The shadow of the Omicron variant hangs over the global economy. Even though we remain largely ignorant of its transmissibility, virulence and ability to evade the protection of vaccination or prior infection, there is no better time to take stock of the economic lessons from the past two years in order to help set policy now.
Most important is that when a serious virus is circulating, you cannot separate economics from epidemiology. There is clearly a trade off between restrictions on normal daily life and short-term economic activity, but the underlying cause of both health and economic troubles is the severity of the epidemic. Controlling the virus is paramount.
Early and strict lockdowns were most successful in 2020 and operated well in much of Asia and the Pacific. But this year, effective vaccines and treatments have allowed life to return closer to normal in Europe and the US, so long as countries could encourage and coerce sufficient numbers of people to be inoculated. The promise of effective vaccines also lowers the cost of temporary economic restrictions at the start of a wave because an end to disruption is credibly in sight. They remove the need for the draconian restrictions inherent in a zero-Covid approach.

Source records

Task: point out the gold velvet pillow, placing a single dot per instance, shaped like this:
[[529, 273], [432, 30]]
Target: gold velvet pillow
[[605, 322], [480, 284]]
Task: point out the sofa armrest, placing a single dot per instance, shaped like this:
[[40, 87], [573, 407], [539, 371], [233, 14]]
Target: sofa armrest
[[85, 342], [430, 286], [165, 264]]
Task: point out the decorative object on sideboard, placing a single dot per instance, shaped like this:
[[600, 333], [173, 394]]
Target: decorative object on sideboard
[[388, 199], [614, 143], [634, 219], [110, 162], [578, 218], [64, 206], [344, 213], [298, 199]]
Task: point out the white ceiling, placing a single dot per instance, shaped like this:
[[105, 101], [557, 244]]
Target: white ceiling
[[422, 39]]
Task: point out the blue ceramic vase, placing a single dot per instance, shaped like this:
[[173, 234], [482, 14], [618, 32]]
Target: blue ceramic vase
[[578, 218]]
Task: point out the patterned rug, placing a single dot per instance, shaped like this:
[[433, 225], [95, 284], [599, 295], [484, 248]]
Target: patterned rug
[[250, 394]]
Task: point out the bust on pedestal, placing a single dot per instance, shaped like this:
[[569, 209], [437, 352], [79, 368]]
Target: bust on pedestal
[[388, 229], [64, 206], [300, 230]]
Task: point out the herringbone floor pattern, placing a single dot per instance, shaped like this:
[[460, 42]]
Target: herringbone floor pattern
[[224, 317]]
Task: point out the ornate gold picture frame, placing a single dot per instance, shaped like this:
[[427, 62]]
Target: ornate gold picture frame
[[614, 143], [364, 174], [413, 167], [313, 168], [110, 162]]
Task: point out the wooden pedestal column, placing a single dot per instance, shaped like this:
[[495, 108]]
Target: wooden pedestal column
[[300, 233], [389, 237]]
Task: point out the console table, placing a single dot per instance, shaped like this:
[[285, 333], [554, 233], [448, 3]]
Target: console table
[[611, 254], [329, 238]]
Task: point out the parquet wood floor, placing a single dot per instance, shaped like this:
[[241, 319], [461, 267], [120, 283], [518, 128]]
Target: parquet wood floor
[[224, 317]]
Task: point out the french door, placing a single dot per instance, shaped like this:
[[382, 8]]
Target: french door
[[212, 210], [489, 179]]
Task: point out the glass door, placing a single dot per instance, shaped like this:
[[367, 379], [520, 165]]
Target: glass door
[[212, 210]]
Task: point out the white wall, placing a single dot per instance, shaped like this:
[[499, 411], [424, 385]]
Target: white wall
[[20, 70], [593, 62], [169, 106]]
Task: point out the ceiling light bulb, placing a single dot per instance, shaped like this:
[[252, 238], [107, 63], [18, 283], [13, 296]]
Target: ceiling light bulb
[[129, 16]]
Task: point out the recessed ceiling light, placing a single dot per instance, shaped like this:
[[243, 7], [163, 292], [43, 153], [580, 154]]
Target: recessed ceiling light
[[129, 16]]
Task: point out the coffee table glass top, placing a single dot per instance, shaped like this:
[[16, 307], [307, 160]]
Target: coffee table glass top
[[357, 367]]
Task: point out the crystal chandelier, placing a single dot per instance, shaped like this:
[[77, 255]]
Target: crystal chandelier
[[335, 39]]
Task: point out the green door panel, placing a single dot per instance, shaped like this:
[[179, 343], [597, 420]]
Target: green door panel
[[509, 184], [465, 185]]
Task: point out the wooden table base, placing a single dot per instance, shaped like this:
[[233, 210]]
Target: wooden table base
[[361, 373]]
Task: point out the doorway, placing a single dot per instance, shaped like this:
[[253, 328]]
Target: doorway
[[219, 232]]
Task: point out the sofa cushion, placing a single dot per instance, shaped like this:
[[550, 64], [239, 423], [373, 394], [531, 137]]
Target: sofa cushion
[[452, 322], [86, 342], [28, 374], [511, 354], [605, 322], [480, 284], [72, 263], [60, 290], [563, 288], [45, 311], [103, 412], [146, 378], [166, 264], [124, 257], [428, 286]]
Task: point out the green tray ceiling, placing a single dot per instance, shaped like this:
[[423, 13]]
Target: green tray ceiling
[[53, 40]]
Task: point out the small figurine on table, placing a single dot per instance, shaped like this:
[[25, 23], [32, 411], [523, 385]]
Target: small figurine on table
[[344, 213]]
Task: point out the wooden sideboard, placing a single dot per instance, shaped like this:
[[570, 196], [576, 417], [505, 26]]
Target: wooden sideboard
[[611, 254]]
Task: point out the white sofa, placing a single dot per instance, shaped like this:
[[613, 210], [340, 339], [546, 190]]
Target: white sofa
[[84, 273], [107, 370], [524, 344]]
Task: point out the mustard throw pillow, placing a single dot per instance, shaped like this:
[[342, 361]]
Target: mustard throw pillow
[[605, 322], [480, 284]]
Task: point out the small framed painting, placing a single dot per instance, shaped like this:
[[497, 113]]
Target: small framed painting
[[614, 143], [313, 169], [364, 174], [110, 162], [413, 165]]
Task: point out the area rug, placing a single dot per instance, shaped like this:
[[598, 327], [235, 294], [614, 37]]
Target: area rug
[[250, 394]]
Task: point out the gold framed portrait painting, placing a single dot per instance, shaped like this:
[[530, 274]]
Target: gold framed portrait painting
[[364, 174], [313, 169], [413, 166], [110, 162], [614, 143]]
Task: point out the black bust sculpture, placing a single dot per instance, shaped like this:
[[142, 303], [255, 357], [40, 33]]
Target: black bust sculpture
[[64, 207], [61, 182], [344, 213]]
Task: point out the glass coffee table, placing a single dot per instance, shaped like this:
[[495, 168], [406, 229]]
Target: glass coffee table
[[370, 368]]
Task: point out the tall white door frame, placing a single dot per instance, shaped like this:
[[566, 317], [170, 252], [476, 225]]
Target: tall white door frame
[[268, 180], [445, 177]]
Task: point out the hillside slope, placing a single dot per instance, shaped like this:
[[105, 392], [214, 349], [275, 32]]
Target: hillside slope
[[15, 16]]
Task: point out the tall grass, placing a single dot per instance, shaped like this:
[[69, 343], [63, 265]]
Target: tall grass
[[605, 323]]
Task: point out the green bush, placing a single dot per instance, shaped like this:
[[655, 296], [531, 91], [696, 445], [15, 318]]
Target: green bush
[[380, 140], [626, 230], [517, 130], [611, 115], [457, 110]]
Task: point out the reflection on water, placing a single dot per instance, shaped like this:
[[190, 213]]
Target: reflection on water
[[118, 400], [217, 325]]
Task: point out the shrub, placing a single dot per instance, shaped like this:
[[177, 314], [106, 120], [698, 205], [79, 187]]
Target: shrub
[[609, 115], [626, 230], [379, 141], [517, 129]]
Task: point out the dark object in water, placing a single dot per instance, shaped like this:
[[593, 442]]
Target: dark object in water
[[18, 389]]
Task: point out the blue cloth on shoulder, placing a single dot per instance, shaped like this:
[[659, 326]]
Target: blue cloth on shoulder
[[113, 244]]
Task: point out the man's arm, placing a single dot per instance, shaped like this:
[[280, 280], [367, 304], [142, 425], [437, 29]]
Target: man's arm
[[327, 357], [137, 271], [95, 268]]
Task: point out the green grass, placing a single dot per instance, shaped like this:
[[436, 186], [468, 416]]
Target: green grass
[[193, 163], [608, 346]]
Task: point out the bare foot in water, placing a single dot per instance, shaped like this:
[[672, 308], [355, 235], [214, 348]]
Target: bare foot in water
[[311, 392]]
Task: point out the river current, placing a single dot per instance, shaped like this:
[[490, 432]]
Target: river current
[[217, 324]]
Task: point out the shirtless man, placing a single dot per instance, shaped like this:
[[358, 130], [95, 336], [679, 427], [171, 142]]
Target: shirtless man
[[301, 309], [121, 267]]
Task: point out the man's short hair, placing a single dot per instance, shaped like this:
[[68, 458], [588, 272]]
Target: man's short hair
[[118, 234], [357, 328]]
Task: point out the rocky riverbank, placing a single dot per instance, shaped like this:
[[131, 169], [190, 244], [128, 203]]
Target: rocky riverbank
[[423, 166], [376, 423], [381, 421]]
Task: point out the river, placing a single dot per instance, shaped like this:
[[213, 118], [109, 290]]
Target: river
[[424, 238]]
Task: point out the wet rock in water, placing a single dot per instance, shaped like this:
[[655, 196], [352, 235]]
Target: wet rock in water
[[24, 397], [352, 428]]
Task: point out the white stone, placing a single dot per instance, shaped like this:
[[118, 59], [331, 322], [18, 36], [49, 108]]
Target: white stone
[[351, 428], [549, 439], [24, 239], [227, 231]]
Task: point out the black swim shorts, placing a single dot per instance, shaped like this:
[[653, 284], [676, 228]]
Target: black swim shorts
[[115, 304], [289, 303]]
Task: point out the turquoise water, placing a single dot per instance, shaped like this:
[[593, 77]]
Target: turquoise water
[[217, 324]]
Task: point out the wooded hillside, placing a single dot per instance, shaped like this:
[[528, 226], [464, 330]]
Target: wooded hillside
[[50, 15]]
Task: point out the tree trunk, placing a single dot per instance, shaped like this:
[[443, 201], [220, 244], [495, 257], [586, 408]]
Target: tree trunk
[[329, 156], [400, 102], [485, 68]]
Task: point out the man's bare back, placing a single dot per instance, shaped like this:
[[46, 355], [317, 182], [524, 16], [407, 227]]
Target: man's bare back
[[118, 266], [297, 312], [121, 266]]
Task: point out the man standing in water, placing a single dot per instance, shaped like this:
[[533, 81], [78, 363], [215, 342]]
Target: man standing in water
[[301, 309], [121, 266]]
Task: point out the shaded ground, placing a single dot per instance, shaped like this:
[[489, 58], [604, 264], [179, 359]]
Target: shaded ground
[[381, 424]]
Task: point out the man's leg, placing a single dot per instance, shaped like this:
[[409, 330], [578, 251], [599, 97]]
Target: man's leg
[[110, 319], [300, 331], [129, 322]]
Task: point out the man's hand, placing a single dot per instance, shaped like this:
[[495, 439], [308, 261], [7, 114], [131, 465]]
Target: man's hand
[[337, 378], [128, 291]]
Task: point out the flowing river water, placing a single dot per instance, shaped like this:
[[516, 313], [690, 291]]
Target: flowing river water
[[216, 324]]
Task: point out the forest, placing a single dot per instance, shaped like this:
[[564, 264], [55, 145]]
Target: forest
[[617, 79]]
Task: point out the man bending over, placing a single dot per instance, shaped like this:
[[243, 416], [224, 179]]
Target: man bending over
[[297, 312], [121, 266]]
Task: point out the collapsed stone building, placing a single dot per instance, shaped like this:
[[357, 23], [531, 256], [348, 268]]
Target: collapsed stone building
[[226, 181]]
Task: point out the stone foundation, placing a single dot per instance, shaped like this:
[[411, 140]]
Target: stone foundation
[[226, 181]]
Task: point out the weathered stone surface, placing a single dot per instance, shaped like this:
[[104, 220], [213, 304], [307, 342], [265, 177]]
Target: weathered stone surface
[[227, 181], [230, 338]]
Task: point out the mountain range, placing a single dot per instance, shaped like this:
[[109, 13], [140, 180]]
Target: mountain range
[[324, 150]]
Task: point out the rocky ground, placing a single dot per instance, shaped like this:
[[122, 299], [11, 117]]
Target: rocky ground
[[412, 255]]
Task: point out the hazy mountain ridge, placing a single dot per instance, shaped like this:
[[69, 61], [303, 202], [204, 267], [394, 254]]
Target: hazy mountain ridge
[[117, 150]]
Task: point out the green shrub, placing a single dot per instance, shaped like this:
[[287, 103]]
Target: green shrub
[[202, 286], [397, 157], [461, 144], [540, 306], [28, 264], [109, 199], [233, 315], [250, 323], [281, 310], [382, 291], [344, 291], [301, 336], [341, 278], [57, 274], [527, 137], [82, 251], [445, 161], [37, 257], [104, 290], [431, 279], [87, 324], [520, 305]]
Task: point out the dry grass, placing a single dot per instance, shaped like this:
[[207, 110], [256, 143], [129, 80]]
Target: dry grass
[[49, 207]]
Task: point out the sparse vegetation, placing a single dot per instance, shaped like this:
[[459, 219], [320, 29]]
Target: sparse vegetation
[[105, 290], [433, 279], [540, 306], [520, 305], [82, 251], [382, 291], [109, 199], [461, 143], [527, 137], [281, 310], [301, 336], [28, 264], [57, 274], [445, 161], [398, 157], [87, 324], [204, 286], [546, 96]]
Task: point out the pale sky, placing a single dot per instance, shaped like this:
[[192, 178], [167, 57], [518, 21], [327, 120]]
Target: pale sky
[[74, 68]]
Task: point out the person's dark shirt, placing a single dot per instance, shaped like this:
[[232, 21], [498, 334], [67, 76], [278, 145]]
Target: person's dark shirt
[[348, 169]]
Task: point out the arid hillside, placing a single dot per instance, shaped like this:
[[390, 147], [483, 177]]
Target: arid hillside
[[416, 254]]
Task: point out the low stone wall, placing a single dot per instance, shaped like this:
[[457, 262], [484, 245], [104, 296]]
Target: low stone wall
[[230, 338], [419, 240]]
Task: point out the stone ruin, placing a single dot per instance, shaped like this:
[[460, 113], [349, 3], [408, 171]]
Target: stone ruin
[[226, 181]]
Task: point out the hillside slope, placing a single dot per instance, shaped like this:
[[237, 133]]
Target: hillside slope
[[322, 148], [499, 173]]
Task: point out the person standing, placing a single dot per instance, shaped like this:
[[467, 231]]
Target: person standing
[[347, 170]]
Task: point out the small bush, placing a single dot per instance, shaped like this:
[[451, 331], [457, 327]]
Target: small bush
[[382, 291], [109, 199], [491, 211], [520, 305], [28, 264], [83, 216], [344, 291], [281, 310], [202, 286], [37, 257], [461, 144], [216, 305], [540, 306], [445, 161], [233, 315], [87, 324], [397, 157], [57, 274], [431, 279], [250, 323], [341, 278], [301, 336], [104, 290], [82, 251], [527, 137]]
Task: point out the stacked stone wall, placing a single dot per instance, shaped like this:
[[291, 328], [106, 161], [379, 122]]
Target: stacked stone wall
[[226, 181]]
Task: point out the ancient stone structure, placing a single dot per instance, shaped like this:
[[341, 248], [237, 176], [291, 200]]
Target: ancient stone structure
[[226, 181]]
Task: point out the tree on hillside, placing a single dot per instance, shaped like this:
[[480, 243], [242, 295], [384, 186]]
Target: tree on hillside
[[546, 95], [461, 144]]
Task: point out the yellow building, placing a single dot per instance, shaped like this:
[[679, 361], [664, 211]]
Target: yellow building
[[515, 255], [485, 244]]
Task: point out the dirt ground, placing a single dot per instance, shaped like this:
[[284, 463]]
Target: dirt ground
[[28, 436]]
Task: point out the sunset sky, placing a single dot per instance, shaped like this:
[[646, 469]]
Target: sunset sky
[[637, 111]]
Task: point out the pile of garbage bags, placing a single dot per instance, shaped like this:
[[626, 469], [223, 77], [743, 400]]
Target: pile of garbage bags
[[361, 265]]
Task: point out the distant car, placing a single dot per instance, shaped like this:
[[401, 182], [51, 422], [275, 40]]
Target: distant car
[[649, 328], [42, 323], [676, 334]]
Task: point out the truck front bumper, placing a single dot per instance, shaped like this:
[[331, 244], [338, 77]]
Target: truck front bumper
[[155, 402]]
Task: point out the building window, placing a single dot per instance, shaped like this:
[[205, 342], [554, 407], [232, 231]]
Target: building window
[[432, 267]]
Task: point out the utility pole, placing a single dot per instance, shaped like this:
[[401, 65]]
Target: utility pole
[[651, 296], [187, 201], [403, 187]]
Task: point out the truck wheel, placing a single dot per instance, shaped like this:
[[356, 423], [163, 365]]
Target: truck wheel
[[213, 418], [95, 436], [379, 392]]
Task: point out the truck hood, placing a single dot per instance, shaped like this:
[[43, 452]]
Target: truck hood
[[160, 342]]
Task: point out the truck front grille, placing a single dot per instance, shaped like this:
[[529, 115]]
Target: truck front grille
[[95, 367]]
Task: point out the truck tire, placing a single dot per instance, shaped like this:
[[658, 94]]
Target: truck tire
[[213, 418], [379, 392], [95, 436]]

WHAT YOU NEED TO DO -
1: Answer these questions using the text on Omicron and the economy:
(a) What does the text say hangs over the global economy?
(b) Where did early and strict lockdowns work well in 2020?
(c) Effective vaccines remove the need for the draconian restrictions that come with what approach?
2: Retype the text on Omicron and the economy between "The shadow of" and "virus is paramount.", inclusive.
3: Continue the text on Omicron and the economy from where it stops.

ACTIVITY ANSWERS -
1:
(a) The shadow of the Omicron variant.
(b) In much of Asia and the Pacific.
(c) A zero-Covid approach.

2:
The shadow of the Omicron variant hangs over the global economy. Even though we remain largely ignorant of its transmissibility, virulence and ability to evade the protection of vaccination or prior infection, there is no better time to take stock of the economic lessons from the past two years in order to help set policy now.
Most important is that when a serious virus is circulating, you cannot separate economics from epidemiology. There is clearly a trade off between restrictions on normal daily life and short-term economic activity, but the underlying cause of both health and economic troubles is the severity of the epidemic. Controlling the virus is paramount.

3:
If the link between economics and epidemiology has been a case of learning by doing, pure economic policy in rich countries has been a triumph, underpinned by a welcome absence of ideology. Last year witnessed the worst global drop in per capita gross domestic product since the second world war, but the latest OECD forecasts suggest that by the end of 2022, advanced economies will have recovered all of the lost ground compared with its November 2019 forecasts. For these countries, “Build Back Better” is not a hollow slogan, but the most likely outcome.
Successful vaccination has transformed the outlook this year alongside skilful deployment of economic policy in rich countries. Fiscal support for people and companies affected by economic restrictions was rapid and generous. In emerging economies, the lack of fiscal space prevented equivalent fiscal support and explains their worse performance and the current assessment that they will suffer lasting damage from the pandemic. They were also initially lower down the pecking order to gain access to vaccines.
Rapid action by central banks to quell initial turmoil in financial markets and a willingness to enable governments to borrow and spend their way through the crisis with extensive purchases of assets also played an important role. No one should get hung up on concerns that the taboo on monetising government debt has been broken, so long as the policies are temporary and they show willingness to prevent persistent inflationary pressure.
The return of inflation has been the most visible demonstration of a third lesson: fine-tuning the response to a crisis is impossible. With a huge surge in global demand for goods, higher prices became inevitable and almost impossible to avoid. That price rises are more ingrained in the US, where wage inflation has risen higher, is a valuable reminder that resource constraints in economics are real. Governments cannot simply run economies at ever higher pressure without overheating.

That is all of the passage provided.